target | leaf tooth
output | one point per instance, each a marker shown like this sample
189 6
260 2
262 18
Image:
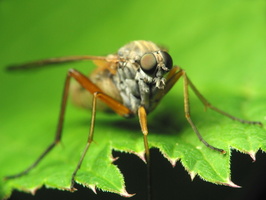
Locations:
252 154
173 161
124 193
141 155
231 184
192 175
93 188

▶ [TO DO] Update the data above so that "leaf tooth" becomes "leaf serration" and every other line stays the same. Leave the pictures out of your answer.

▶ [ANSWER FOR THIS EXERCISE]
target | leaf serration
output | one point per instance, each a marker shown like this sample
189 6
260 2
262 18
Image:
Locations:
252 154
173 161
124 193
141 155
231 184
192 175
93 188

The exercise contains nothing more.